◆ To be done
Switch "component" to "module" in the records, starting with the line that contains "The component shall return one point per instance of the bush" and going on through the end of the records, and give only those lines with nothing else changed.

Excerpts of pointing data

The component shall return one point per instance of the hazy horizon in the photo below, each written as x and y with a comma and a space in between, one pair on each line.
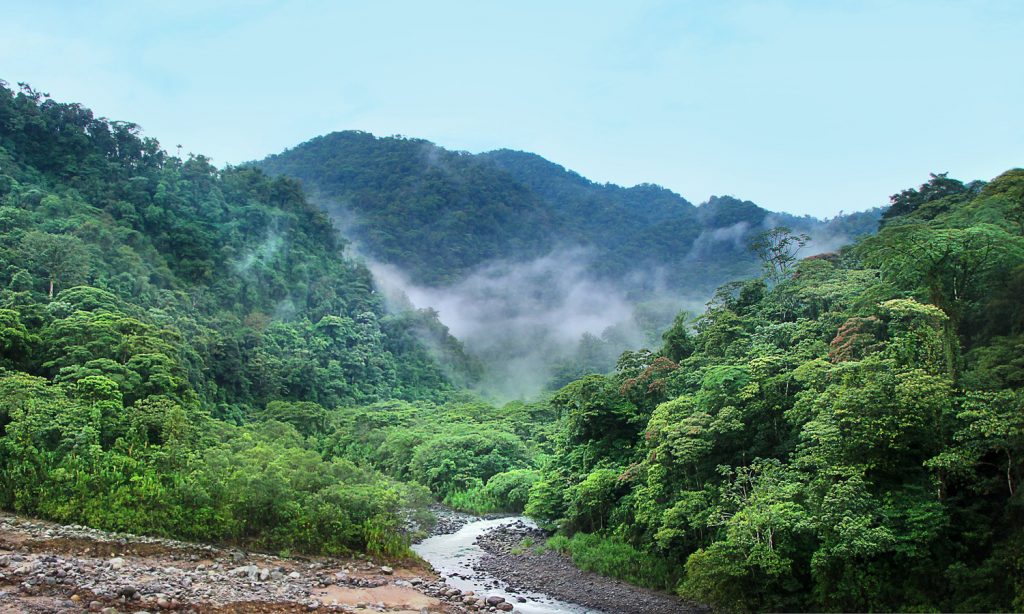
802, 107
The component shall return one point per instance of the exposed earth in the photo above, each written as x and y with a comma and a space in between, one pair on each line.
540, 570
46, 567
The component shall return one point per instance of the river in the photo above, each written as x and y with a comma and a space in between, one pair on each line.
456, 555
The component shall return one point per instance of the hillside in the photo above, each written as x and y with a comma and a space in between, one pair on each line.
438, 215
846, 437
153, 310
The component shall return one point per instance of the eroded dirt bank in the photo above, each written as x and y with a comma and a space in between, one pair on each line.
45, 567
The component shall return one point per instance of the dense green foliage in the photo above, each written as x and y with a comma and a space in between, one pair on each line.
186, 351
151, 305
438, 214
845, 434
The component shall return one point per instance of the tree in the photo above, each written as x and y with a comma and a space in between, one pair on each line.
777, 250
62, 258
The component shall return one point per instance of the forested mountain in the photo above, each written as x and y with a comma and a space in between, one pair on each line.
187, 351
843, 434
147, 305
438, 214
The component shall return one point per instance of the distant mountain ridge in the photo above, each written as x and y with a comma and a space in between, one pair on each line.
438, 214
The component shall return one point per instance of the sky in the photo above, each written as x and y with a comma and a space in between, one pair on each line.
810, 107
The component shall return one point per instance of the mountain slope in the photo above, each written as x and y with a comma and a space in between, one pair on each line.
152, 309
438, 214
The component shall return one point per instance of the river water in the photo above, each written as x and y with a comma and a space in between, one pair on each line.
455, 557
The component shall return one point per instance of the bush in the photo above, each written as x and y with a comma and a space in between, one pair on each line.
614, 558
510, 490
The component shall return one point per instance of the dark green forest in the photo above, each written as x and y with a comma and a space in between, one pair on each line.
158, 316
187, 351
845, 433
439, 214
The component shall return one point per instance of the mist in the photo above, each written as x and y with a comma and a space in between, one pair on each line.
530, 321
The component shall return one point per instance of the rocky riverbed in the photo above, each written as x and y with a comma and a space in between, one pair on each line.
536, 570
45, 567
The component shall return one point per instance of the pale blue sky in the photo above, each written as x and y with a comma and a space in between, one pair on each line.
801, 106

◆ Complete output
The module shall return one point per instance of the bush in the photo above, each written as x and y with a comma and a space in between, one pair on each line.
614, 558
510, 490
The module shall return one point per instance of the dark green forest in the photo above, each written as x and y with a comma and a space in between, one pair on each line.
158, 316
187, 351
845, 433
439, 214
The module shall return one point per instance of the mist in the photo above, each written as x and y with a comma and a space in between, one pair on each line.
530, 321
The module shall return one point per instance of the rocky riverbed in the photo above, each written as x and y with a comma and a space in between, one pair on each line.
536, 570
45, 567
The module shall return one point per instance of the pale blue sky in the photo above, each written as x and y with a comma and a space in between, one pair on each line.
801, 106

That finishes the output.